◆ **Annotated photo localization data**:

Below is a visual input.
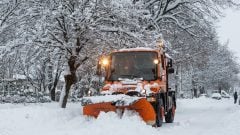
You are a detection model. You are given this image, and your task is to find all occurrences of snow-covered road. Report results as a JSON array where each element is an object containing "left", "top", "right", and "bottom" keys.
[{"left": 0, "top": 97, "right": 239, "bottom": 135}]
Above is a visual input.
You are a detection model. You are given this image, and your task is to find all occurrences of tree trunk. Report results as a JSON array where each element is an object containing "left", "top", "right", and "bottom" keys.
[
  {"left": 50, "top": 88, "right": 56, "bottom": 101},
  {"left": 50, "top": 72, "right": 61, "bottom": 101},
  {"left": 60, "top": 56, "right": 78, "bottom": 108},
  {"left": 61, "top": 74, "right": 76, "bottom": 108},
  {"left": 50, "top": 56, "right": 62, "bottom": 101},
  {"left": 60, "top": 55, "right": 88, "bottom": 108}
]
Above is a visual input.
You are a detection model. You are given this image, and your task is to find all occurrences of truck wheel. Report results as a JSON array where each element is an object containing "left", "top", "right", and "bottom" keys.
[
  {"left": 156, "top": 105, "right": 164, "bottom": 127},
  {"left": 165, "top": 105, "right": 175, "bottom": 123},
  {"left": 155, "top": 93, "right": 164, "bottom": 127}
]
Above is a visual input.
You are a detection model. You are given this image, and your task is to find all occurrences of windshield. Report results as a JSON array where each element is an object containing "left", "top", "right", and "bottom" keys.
[{"left": 106, "top": 51, "right": 158, "bottom": 81}]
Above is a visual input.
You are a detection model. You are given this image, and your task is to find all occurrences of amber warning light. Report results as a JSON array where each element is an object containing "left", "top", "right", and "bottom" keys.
[{"left": 102, "top": 58, "right": 109, "bottom": 66}]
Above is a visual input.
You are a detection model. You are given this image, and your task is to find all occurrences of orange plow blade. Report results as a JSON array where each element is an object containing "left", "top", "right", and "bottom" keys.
[{"left": 83, "top": 98, "right": 156, "bottom": 125}]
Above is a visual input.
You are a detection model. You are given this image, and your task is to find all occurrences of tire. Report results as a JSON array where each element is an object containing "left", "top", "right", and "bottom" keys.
[
  {"left": 165, "top": 105, "right": 175, "bottom": 123},
  {"left": 155, "top": 95, "right": 164, "bottom": 127},
  {"left": 156, "top": 105, "right": 164, "bottom": 127}
]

◆ **Problem requirements**: If a record holds a picture, leave the picture out, but repeat every line exactly.

◆ **Response**:
Below is a visual input.
You are a detection model. You are given this image, and your task is to find all occurrences of snow-covered road. Report results as a JSON array where each element is an object containing "left", "top", "right", and "bottom" keys.
[{"left": 0, "top": 97, "right": 239, "bottom": 135}]
Above is a visual input.
You are a detection model. You are given this image, and your task is to find all occurrences of tree trunk. Report results as a JSON array where each element is an object containing "left", "top", "right", and "bottom" keys.
[
  {"left": 50, "top": 88, "right": 56, "bottom": 101},
  {"left": 50, "top": 72, "right": 61, "bottom": 101},
  {"left": 60, "top": 56, "right": 78, "bottom": 108},
  {"left": 61, "top": 74, "right": 76, "bottom": 108},
  {"left": 50, "top": 56, "right": 62, "bottom": 101},
  {"left": 60, "top": 55, "right": 88, "bottom": 108}
]
Above is a visual input.
You are a detection model. You are given this image, and your task is to find all occurrences of truck wheel. Report results as a JSON array where each element is an object containing "left", "top", "right", and "bottom" keys.
[
  {"left": 156, "top": 105, "right": 164, "bottom": 127},
  {"left": 165, "top": 105, "right": 175, "bottom": 123},
  {"left": 155, "top": 93, "right": 164, "bottom": 127}
]
Above is a visual input.
You are a detection model. You are given this image, and your task is to find all occurrences of windshield. Report results as a JSON array where each element is an object containing "left", "top", "right", and "bottom" keys.
[{"left": 106, "top": 51, "right": 158, "bottom": 81}]
Above is a visual input.
You are a detection model. You are given this image, and your task is to find all occurrences of amber warning light. Report results as a JSON array where each element is an object containing "left", "top", "right", and "bottom" keys.
[{"left": 102, "top": 58, "right": 109, "bottom": 66}]
Above is a visual input.
You are a detection model. You are given this image, and your task is to find all occurrences of orange plow blade. Report results as a JSON array where each element is an object containing "left", "top", "right", and "bottom" keys.
[{"left": 83, "top": 98, "right": 156, "bottom": 125}]
Above is a visual input.
You are a detection model. You are given this image, and your task is to find all occurrences of tire. Report results as a JSON array where each element is an object containing "left", "top", "right", and "bottom" keys.
[
  {"left": 165, "top": 105, "right": 175, "bottom": 123},
  {"left": 155, "top": 95, "right": 164, "bottom": 127},
  {"left": 156, "top": 105, "right": 164, "bottom": 127}
]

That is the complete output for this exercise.